TASK GOAL:
Identify all lines below that hold "stone" and collect them.

---------- PROVIDED INFORMATION ----------

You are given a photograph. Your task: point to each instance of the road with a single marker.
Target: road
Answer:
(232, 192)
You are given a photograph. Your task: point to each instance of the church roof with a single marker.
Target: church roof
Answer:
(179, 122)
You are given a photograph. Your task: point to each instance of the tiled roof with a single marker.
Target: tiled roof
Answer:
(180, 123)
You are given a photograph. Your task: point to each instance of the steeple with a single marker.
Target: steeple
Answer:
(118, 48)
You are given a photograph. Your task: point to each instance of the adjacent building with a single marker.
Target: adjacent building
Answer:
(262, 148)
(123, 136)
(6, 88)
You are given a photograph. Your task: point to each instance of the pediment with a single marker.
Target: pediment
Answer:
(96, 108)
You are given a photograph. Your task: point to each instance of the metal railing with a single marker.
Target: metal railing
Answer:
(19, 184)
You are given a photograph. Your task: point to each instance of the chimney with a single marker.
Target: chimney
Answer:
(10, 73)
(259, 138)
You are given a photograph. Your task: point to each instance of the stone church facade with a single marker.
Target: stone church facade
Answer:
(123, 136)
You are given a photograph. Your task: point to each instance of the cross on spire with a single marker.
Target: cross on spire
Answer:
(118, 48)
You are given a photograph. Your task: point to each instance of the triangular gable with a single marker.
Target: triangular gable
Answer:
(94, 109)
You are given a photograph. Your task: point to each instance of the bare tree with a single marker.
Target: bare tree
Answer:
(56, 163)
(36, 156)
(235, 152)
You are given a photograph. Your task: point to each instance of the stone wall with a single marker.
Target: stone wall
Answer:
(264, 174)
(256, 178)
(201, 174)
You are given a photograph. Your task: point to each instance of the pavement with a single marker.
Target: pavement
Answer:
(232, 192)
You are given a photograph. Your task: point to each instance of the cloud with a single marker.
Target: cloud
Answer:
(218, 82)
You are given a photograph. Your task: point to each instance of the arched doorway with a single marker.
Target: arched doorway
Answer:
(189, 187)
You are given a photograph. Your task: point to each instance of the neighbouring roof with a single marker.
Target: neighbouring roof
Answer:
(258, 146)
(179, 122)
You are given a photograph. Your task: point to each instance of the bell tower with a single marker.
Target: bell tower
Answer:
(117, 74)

----------

ANSWER AREA:
You are given a photograph. Your task: point to each instance of the stone church facade with a single marker.
Target: stone church facade
You are given a photograph. Your task: point to each instance of the stone wall with a single marker.
Target: stone wall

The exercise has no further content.